WHAT THIS TASK INVOLVES:
Reproduce every record exactly.

LISTED RECORDS: Begin

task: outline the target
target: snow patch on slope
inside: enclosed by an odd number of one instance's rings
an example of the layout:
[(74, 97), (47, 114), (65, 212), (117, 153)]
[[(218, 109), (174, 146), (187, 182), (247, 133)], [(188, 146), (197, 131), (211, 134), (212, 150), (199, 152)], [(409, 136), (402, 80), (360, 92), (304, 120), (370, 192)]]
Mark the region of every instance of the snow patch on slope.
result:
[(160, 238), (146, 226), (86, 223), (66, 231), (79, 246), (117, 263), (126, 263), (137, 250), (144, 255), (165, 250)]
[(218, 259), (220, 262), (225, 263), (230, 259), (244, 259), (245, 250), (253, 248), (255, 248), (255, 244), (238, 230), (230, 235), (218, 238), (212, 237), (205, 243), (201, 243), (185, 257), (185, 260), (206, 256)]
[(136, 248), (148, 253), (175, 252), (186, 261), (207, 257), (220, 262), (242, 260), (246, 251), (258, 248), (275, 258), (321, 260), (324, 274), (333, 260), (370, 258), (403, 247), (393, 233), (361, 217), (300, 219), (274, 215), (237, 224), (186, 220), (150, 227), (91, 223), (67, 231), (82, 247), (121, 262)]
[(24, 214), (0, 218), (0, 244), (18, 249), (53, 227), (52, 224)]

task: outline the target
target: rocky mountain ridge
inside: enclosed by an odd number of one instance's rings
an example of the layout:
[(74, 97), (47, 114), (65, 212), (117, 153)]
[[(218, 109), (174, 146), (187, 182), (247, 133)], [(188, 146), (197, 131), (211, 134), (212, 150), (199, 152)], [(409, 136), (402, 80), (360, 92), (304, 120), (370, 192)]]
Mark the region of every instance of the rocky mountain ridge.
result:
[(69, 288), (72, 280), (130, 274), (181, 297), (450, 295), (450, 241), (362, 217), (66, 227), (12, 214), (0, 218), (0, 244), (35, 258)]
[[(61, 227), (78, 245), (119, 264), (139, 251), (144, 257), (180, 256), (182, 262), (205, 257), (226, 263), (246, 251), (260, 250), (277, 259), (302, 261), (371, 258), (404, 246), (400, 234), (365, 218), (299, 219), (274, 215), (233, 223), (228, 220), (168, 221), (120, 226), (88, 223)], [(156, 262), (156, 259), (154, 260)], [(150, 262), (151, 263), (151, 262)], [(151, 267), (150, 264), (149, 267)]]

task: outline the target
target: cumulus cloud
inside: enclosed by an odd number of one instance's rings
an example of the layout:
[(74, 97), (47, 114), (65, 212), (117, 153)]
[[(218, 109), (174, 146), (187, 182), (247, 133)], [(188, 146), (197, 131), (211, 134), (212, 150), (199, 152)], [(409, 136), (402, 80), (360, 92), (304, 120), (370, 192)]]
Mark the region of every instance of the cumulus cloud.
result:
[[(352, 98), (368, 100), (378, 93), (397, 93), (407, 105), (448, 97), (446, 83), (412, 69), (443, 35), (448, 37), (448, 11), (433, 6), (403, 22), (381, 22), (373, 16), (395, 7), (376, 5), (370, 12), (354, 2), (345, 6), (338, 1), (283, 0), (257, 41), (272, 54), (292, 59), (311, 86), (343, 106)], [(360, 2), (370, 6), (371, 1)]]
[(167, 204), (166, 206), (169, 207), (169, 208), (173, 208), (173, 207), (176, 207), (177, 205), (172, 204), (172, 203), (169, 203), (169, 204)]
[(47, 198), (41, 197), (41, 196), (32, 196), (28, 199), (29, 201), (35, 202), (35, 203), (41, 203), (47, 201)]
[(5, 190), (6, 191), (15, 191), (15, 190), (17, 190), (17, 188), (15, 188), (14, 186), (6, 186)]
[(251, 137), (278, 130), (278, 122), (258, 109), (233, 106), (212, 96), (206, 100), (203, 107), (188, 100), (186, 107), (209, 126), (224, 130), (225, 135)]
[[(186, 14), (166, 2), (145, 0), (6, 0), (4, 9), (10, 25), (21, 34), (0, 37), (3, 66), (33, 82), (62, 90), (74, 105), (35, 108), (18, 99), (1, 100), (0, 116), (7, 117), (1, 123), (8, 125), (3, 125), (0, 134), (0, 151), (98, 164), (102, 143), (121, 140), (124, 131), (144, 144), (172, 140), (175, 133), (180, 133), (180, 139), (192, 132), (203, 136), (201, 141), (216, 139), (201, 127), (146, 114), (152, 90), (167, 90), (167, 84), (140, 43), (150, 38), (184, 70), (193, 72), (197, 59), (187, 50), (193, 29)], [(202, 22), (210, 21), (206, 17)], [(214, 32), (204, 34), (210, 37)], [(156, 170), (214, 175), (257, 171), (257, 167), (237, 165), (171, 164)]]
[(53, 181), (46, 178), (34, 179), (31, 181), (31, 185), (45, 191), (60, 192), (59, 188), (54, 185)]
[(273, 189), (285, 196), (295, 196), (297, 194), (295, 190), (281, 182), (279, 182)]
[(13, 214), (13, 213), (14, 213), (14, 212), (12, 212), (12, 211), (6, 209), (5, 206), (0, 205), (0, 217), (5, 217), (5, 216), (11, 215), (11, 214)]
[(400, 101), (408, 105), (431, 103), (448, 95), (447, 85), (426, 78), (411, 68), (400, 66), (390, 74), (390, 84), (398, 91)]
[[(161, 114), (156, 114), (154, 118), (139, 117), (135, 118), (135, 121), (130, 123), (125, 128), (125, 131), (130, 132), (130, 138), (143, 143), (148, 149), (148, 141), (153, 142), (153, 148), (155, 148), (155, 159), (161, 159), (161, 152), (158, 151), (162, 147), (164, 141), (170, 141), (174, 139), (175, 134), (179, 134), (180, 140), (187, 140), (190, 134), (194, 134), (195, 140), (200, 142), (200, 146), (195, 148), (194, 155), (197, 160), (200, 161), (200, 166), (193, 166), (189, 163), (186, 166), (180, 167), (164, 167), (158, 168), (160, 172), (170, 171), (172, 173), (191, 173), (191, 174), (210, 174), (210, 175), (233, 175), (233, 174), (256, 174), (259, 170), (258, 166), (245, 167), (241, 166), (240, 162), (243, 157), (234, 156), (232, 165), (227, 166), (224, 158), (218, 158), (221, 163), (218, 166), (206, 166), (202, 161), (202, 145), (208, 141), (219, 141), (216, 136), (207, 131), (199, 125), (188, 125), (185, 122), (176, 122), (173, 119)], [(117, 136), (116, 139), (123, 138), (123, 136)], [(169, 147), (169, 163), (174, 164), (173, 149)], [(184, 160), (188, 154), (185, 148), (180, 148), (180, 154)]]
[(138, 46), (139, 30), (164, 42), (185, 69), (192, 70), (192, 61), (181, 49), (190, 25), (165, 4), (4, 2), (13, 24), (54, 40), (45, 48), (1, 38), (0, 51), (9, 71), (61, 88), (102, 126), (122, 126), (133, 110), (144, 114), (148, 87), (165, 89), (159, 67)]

LISTED RECORDS: End

TASK ANSWER:
task: outline the target
target: snow patch on slope
inside: enclosed by an odd number of one instance's rings
an example of the layout:
[(74, 97), (47, 114), (65, 212), (117, 153)]
[[(218, 109), (174, 146), (187, 182), (247, 133)], [(188, 146), (197, 131), (211, 134), (212, 150), (199, 152)], [(409, 136), (402, 80), (360, 92), (304, 120), (370, 192)]]
Mark the region of every instance of the snow patch on slope.
result:
[(160, 238), (146, 226), (86, 223), (66, 231), (79, 246), (117, 263), (126, 263), (137, 250), (144, 255), (165, 250)]
[(218, 259), (220, 262), (225, 263), (230, 259), (244, 259), (245, 250), (253, 248), (255, 248), (255, 244), (238, 230), (230, 235), (218, 238), (212, 237), (205, 243), (201, 243), (185, 257), (185, 260), (206, 256)]
[(136, 248), (148, 253), (175, 252), (186, 261), (207, 257), (220, 262), (242, 260), (246, 251), (258, 248), (275, 258), (321, 260), (324, 274), (333, 260), (370, 258), (403, 247), (393, 233), (361, 217), (300, 219), (274, 215), (237, 224), (186, 220), (150, 227), (91, 223), (67, 231), (82, 247), (121, 262)]
[(24, 214), (0, 218), (0, 244), (18, 249), (53, 227), (52, 224)]

task: outline the target
target: rocky mountain ridge
inside: enclosed by an odd number of one instance's rings
an example of the layout:
[(74, 97), (47, 114), (65, 212), (117, 153)]
[[(218, 109), (174, 146), (187, 182), (247, 133)], [(188, 146), (197, 131), (211, 134), (212, 150), (199, 152)], [(409, 136), (402, 80), (360, 92), (304, 120), (370, 192)]]
Mark the region of every instance of the rocky mountain ridge.
result:
[(69, 288), (72, 280), (130, 274), (181, 297), (450, 295), (450, 241), (362, 217), (66, 227), (12, 214), (0, 218), (0, 244), (35, 258)]
[[(61, 227), (78, 245), (119, 264), (139, 251), (144, 257), (180, 256), (182, 262), (205, 257), (226, 263), (246, 251), (260, 250), (277, 259), (302, 261), (371, 258), (404, 246), (400, 234), (365, 218), (299, 219), (274, 215), (233, 223), (228, 220), (168, 221), (120, 226), (88, 223)], [(156, 262), (156, 259), (154, 260)], [(150, 262), (151, 263), (151, 262)], [(151, 267), (150, 264), (149, 267)]]

task: outline the target
target: cumulus cloud
inside: enclosed by an odd number of one instance's rings
an example of the layout:
[(74, 97), (47, 114), (65, 212), (117, 153)]
[[(218, 109), (174, 146), (187, 182), (247, 133)], [(188, 146), (197, 131), (211, 134), (212, 150), (199, 152)], [(409, 136), (402, 80), (360, 92), (304, 120), (370, 192)]]
Mark the region of every instance of the cumulus cloud.
result:
[[(352, 98), (368, 100), (378, 93), (397, 93), (407, 105), (448, 97), (446, 83), (412, 69), (443, 35), (448, 37), (448, 11), (433, 6), (403, 22), (381, 22), (373, 16), (395, 7), (376, 5), (370, 12), (354, 2), (345, 6), (338, 1), (283, 0), (257, 41), (272, 54), (292, 59), (311, 86), (343, 106)], [(360, 2), (370, 6), (371, 1)]]
[(167, 204), (166, 206), (169, 207), (169, 208), (173, 208), (173, 207), (176, 207), (177, 205), (172, 204), (172, 203), (169, 203), (169, 204)]
[(47, 198), (41, 197), (41, 196), (32, 196), (28, 199), (29, 201), (35, 202), (35, 203), (41, 203), (47, 201)]
[(5, 190), (6, 191), (15, 191), (15, 190), (17, 190), (17, 188), (15, 188), (14, 186), (6, 186)]
[(251, 137), (278, 130), (278, 122), (258, 109), (233, 106), (212, 96), (206, 100), (203, 107), (188, 100), (186, 107), (209, 126), (224, 130), (225, 135)]
[[(186, 14), (166, 2), (145, 0), (6, 0), (4, 9), (10, 25), (21, 34), (0, 37), (3, 66), (33, 82), (62, 90), (74, 105), (35, 108), (18, 99), (1, 100), (0, 116), (7, 117), (1, 123), (8, 125), (3, 125), (0, 134), (0, 151), (98, 164), (102, 143), (121, 140), (124, 131), (144, 144), (172, 140), (175, 133), (180, 133), (180, 139), (192, 132), (203, 136), (201, 141), (216, 139), (201, 127), (146, 114), (152, 90), (167, 90), (167, 84), (140, 43), (150, 38), (184, 70), (193, 72), (197, 59), (187, 50), (193, 29)], [(202, 22), (210, 21), (206, 17)], [(214, 32), (204, 34), (210, 37)], [(156, 170), (214, 175), (257, 171), (257, 167), (237, 165), (171, 164)]]
[(53, 181), (46, 178), (34, 179), (31, 181), (31, 185), (45, 191), (60, 192), (59, 188), (54, 185)]
[(273, 189), (285, 196), (295, 196), (297, 194), (295, 190), (281, 182), (279, 182)]
[(13, 214), (13, 213), (14, 213), (14, 212), (12, 212), (12, 211), (6, 209), (5, 206), (0, 205), (0, 217), (5, 217), (5, 216), (11, 215), (11, 214)]
[(400, 101), (408, 105), (431, 103), (448, 95), (447, 85), (426, 78), (411, 68), (400, 66), (390, 74), (390, 84), (398, 91)]
[[(161, 114), (156, 114), (154, 118), (139, 117), (135, 118), (135, 121), (130, 123), (125, 128), (125, 131), (130, 132), (130, 138), (143, 143), (148, 149), (148, 141), (153, 142), (153, 148), (155, 148), (155, 159), (161, 159), (161, 152), (158, 151), (162, 147), (164, 141), (170, 141), (174, 139), (175, 134), (179, 134), (180, 140), (187, 140), (190, 134), (194, 134), (195, 140), (200, 142), (200, 146), (195, 148), (194, 155), (197, 160), (200, 161), (200, 166), (193, 166), (189, 163), (186, 166), (180, 167), (164, 167), (158, 168), (160, 172), (170, 171), (172, 173), (191, 173), (191, 174), (210, 174), (210, 175), (233, 175), (233, 174), (256, 174), (259, 170), (258, 166), (245, 167), (241, 166), (240, 162), (243, 157), (234, 156), (232, 165), (227, 166), (224, 158), (218, 158), (221, 163), (218, 166), (206, 166), (202, 161), (202, 145), (208, 141), (219, 141), (216, 136), (207, 131), (199, 125), (188, 125), (185, 122), (176, 122), (173, 119)], [(117, 136), (116, 139), (123, 138), (123, 136)], [(169, 147), (169, 163), (174, 164), (173, 149)], [(184, 160), (188, 154), (185, 148), (180, 148), (180, 154)]]
[(138, 46), (139, 30), (164, 42), (185, 69), (192, 70), (192, 61), (181, 49), (190, 25), (165, 4), (4, 2), (13, 24), (54, 40), (45, 48), (1, 38), (0, 51), (9, 71), (61, 88), (102, 126), (122, 126), (133, 110), (144, 114), (148, 87), (165, 89), (159, 67)]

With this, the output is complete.